AANGELEVERDE GEGEVENS:
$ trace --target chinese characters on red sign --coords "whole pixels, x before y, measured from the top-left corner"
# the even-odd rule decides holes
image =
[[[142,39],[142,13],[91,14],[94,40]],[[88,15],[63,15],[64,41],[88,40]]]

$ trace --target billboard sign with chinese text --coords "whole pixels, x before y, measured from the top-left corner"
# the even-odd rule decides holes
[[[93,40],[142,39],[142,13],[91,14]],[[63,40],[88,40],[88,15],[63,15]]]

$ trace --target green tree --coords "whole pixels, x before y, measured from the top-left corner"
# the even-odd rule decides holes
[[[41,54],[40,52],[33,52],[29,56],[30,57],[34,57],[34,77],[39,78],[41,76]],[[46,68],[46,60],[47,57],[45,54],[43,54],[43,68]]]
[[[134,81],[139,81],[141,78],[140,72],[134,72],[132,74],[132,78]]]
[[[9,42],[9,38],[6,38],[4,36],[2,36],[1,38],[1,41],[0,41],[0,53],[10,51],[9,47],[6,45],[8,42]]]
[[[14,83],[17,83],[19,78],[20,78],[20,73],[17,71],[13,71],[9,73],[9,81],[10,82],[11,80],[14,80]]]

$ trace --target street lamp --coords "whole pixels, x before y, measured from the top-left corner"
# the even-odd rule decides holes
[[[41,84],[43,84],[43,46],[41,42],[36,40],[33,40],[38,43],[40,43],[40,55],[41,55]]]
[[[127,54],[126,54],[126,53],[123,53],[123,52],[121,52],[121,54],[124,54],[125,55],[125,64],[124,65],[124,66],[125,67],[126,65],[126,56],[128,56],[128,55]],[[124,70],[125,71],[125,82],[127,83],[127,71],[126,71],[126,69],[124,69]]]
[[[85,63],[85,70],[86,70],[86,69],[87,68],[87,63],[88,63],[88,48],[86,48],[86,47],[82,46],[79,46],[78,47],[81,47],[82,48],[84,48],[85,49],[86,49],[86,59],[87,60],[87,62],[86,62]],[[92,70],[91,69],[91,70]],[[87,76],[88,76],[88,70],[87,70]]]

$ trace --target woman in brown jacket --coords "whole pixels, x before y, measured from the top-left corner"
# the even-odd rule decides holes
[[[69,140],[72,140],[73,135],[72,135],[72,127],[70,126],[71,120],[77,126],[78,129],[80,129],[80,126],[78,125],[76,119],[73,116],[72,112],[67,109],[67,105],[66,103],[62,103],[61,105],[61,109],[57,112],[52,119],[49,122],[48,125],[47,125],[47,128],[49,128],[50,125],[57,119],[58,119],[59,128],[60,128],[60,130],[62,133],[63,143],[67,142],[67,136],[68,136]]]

OVER DEZE OPDRACHT: Citeer letterlijk de regels hierboven vanaf de regel met "trace --target billboard" tot en met de laatste regel, beide meegerekend.

UITWERKING:
$ trace --target billboard sign with chinese text --coords "whole pixels, x before y, measured from the top-left corner"
# the even-odd rule decides holes
[[[93,40],[142,39],[142,13],[91,14]],[[63,40],[88,40],[88,15],[63,15]]]

$ trace --target green tree --coords "whole pixels, x before y, measured from the top-left corner"
# the even-odd rule decides holes
[[[41,54],[40,52],[33,52],[29,56],[30,57],[34,57],[34,77],[39,78],[41,76]],[[46,68],[46,60],[47,57],[45,54],[43,54],[43,68]]]
[[[134,81],[139,81],[141,78],[140,72],[134,72],[132,74],[132,78]]]
[[[9,42],[9,38],[6,38],[4,36],[2,36],[1,38],[1,41],[0,41],[0,53],[10,51],[9,47],[6,45],[8,42]]]
[[[14,83],[17,83],[19,78],[20,78],[20,73],[17,71],[13,71],[9,73],[9,81],[10,82],[11,80],[14,80]]]

$ trace --target street lamp --coords "whole pixels, x before y, measured from the top-left corner"
# the even-odd rule decides holes
[[[41,84],[43,84],[43,46],[41,42],[36,40],[33,40],[38,43],[40,43],[40,55],[41,55]]]
[[[127,54],[126,54],[126,53],[123,53],[123,52],[121,52],[121,54],[124,54],[125,55],[125,64],[124,65],[124,66],[125,67],[126,65],[126,56],[128,56],[128,55]],[[124,70],[125,71],[125,82],[127,83],[127,71],[126,71],[126,69],[124,69]]]
[[[85,63],[85,70],[86,70],[86,69],[87,68],[87,63],[88,63],[88,48],[86,48],[86,47],[82,46],[79,46],[78,47],[81,47],[82,48],[84,48],[85,49],[86,49],[86,59],[87,60],[87,62],[86,62]],[[92,70],[91,69],[91,70]],[[87,76],[88,76],[88,70],[87,70]]]

$ trace --target woman in brown jacket --coords "whole pixels, x before y, measured from the top-left corner"
# the even-odd rule decides holes
[[[69,140],[72,140],[73,135],[72,135],[72,127],[70,126],[71,120],[77,126],[78,129],[80,129],[80,126],[78,125],[76,119],[73,116],[72,112],[67,109],[67,105],[66,103],[62,103],[61,105],[61,109],[57,112],[52,119],[49,122],[48,125],[47,125],[47,128],[49,128],[50,125],[57,119],[58,119],[59,128],[60,128],[60,130],[62,133],[63,143],[67,142],[67,136],[68,136]]]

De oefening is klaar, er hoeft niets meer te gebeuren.